Given text:
"""
Skip to content

Replay

What replay does

Every Corvid agent run records a deterministic trace. corvid replay re-executes that trace without hitting the LLM provider or the side-effect tools — it serves cached prompt responses, intercepts tool calls, and produces byte-identical output.

This is what gives you “what changed?” answerable in seconds when a model upgrade lands, a tool API changes, or a customer reports a bug.

Recording

Every corvid run records by default. Traces persist under .corvid/replay/ (configurable in corvid.toml).

Terminal window
corvid run src/main.cor "input"
corvid trace list # show recent traces

Playing

Terminal window
corvid replay <trace-id>

Output is byte-identical to the original run, with a faster wall-clock because no network calls happen.

Inspecting

Terminal window
corvid trace dag <trace-id> # provenance DAG
corvid trace open <trace-id> # opens in the trace viewer

The trace DAG shows every prompt input/output, every tool call, every approve, every grounded unwrap, and the budget consumed at each step.

Eval and model swap

Terminal window
corvid eval --swap-model gpt-5 \
--source src/main.cor \
target/refund_traces

Re-runs the saved traces against gpt-5 instead of the recorded model and produces a diff: which prompts changed answer, which budgets were exceeded, which tool sequences differed.

Terminal window
corvid eval --swap-model gpt-5 --report=json > swap_report.json

Useful in CI: a model upgrade is a diff to review, not an outage to debug.

Replay quarantine

Connectors carry replay-quarantine tags. Replaying a trace that contains a connector call does not re-execute the connector — the recorded response is served. The quarantine fires for every connector type; the test corpus exercises each.

If you genuinely want the connector to be hit during replay (e.g., for load testing), pass --live:

Terminal window
corvid replay <trace-id> --live

The audit log records that the replay went live.

Determinism guarantees

A trace replays byte-identically given:

  • The same source code (same hash).
  • The same deps (same corvid.lock).
  • The same recorded model responses.
  • The same recorded host call responses.

If any input differs (source change, dep upgrade, tool API change), the replay diverges and the diff is the answer to “what changed?”.

Trace storage

[replay]
storage = ".corvid/replay" # local
retention_days = 30 # auto-prune older
sign = true # ed25519-sign each trace

For long-term retention, configure remote storage (S3-compatible) under [replay.remote]. The traces are signed; tampering is detected on replay.
"""
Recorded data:
"""
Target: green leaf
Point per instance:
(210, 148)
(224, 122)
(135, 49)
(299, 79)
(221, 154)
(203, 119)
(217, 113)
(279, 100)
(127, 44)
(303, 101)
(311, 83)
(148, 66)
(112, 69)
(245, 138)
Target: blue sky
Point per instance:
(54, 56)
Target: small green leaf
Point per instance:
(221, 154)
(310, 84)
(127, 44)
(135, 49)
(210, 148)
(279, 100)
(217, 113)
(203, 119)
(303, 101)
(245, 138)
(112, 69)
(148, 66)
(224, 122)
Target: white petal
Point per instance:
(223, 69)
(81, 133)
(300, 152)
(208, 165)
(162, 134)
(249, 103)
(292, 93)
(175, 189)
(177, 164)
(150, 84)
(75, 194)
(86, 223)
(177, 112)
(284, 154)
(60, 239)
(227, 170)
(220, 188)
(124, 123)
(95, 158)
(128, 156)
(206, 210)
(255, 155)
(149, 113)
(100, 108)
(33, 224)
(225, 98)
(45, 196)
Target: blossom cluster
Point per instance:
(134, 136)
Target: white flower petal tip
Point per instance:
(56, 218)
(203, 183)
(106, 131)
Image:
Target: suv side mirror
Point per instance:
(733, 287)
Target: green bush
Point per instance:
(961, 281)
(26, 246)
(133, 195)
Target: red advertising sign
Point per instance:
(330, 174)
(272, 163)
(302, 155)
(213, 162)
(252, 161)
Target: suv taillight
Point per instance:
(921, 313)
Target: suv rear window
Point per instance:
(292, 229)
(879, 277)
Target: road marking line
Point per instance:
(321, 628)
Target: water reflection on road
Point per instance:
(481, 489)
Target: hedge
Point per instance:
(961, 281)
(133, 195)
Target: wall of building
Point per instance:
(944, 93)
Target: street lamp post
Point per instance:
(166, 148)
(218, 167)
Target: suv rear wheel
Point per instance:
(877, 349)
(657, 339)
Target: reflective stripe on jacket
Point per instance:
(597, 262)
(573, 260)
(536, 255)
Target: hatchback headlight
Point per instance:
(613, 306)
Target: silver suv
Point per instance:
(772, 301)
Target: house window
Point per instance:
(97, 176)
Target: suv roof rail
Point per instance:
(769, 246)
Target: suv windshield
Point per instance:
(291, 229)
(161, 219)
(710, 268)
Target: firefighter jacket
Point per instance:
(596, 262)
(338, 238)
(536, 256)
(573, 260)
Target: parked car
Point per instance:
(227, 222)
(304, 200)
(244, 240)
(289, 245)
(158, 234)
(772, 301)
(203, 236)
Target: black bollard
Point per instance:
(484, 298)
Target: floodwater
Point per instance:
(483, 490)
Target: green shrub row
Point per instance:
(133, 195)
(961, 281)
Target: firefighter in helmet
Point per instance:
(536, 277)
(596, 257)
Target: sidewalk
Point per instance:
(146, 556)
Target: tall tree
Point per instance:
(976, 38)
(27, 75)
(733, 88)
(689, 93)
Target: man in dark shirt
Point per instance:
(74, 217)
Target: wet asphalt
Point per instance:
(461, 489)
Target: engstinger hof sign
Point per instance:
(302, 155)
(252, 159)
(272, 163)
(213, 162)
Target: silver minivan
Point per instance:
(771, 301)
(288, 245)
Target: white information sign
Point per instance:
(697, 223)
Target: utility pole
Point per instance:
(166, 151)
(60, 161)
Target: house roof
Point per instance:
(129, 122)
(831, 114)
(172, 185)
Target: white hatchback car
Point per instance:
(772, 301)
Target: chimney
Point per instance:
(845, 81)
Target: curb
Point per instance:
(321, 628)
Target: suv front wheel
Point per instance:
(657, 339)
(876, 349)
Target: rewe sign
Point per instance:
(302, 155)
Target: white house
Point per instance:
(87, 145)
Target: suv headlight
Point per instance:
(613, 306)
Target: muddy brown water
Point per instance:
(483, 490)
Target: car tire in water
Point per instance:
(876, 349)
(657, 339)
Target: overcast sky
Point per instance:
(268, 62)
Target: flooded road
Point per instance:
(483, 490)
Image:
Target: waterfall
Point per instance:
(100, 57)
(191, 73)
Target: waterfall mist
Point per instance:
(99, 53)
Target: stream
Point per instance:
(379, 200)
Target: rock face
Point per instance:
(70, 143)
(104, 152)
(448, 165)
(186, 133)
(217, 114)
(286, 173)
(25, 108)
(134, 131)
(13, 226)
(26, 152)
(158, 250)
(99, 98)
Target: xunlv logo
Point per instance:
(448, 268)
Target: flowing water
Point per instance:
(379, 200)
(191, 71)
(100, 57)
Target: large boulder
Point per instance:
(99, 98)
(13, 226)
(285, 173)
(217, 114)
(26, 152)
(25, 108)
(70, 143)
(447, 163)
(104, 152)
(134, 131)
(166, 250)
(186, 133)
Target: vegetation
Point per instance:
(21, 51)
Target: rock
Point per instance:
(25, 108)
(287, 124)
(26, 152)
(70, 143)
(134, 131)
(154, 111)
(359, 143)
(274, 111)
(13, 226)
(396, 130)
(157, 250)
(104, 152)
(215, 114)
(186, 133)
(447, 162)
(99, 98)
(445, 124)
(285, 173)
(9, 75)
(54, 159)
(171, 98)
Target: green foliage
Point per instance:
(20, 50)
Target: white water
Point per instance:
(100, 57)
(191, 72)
"""
Problem to solve: Transcribe the part of the replay page from "corvid trace list" up to and including "network calls happen.".

Answer:
corvid trace list # show recent traces

Playing

Terminal window
corvid replay <trace-id>

Output is byte-identical to the original run, with a faster wall-clock because no network calls happen.